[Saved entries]
━━━━━━━━━━

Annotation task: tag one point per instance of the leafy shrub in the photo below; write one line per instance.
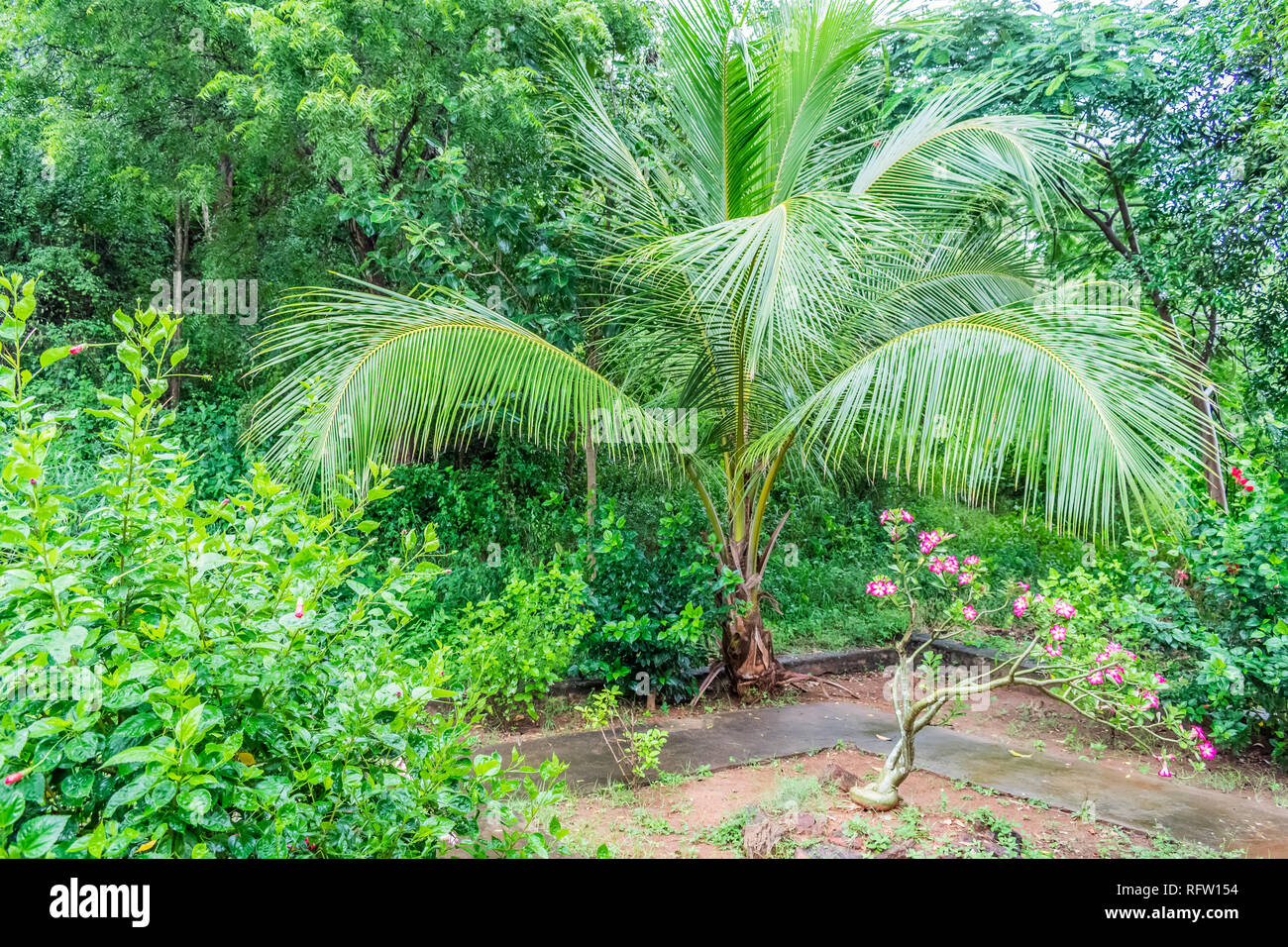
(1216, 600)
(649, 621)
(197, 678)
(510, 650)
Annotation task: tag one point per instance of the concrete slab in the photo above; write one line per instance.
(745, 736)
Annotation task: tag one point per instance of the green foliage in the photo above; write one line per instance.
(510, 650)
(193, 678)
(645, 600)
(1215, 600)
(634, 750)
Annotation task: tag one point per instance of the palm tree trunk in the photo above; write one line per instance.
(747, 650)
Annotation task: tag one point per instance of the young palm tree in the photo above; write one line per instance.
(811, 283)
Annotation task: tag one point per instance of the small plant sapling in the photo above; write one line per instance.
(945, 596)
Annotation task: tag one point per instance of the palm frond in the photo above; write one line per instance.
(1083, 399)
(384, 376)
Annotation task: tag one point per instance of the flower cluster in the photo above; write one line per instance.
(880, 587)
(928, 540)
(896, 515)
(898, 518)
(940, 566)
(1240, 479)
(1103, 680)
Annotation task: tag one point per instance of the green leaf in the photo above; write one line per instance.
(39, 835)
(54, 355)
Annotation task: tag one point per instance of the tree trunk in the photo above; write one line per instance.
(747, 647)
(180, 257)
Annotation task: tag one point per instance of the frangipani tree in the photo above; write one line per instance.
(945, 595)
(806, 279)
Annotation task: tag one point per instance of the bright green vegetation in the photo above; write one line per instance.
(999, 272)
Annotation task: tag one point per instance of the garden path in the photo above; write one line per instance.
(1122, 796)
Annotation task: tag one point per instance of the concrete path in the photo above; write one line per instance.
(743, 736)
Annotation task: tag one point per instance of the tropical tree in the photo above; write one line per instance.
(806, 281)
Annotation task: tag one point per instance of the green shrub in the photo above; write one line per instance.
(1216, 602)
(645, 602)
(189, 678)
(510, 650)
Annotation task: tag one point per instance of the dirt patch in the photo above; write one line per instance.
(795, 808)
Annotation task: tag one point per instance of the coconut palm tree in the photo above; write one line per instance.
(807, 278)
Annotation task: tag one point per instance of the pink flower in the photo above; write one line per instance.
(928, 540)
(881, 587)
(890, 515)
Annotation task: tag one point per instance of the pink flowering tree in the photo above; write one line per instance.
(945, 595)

━━━━━━━━━━

> TASK DIRECTIONS
Without the pictures, copy out all the records above exactly.

> RESPONSE TO THIS TASK
Annotation task: tag one point per instance of the leafy shrub in the photo below; write one line per instance.
(1216, 600)
(649, 621)
(197, 678)
(510, 650)
Annotation task: tag one point per instance of the concrete slab in the photo above; write one line per instance.
(745, 736)
Annotation task: tag one point per instance of the green foliage in the photo above; write one line per instance.
(510, 650)
(193, 678)
(645, 600)
(1215, 600)
(634, 750)
Annotation task: tag one point per instance of the palm tree trunk in the photo above; write one line per instance.
(747, 650)
Annotation task: tag one point per instance of the young palm tree in the photo above; write one line per instance.
(811, 283)
Annotation task: tag one point per instance of the small plant sapling in the photo above; write one line per instance.
(945, 596)
Annotation task: tag one point per instance of the palm frond in the photo above; write one line per instance.
(1083, 399)
(384, 376)
Annotation task: tag one point per instance of the flower cluster in the photo above; write one line per instance.
(880, 587)
(928, 540)
(896, 515)
(898, 518)
(940, 566)
(1240, 479)
(1103, 680)
Annotation task: tag one point per instance of the green leaf in the photo above; write one line per instance.
(39, 835)
(54, 355)
Annotation task: tag one point per instance of the tree trunk in the photo above; write one line per instance.
(747, 647)
(180, 257)
Annotation task: tag one point per instance of the frangipani tree in the photo above; write one line per instance.
(945, 595)
(806, 279)
Annotation task: tag one point per instance of the bright green vegetation in the photo above; write one line per instance.
(999, 272)
Annotation task: tag one point per instance of the garden path in the photo above; write one line per instance.
(1122, 796)
Annotation task: tag one point per instance of the concrete path in the photo above; write one line per instance.
(743, 736)
Annotation task: tag one point per instance of the tropical tree in the photo above; write one line per instance.
(806, 281)
Annotation task: tag one point per instance of the green shrub in the photo above; write one line per instance.
(1216, 602)
(645, 602)
(189, 678)
(510, 650)
Annotation task: tag one point per instance of the dirt patch in the photo above; write one line per instance.
(795, 808)
Annotation task: tag one point per instance of the coconut palm tree in the photo above; write one line per instance.
(807, 278)
Annotation task: tag one point per instance of the pink flower in the photo above; write one line per instance.
(928, 540)
(881, 587)
(890, 515)
Annotation task: tag one point per instance of the pink flowering tree in the photo above; write one line per instance.
(945, 595)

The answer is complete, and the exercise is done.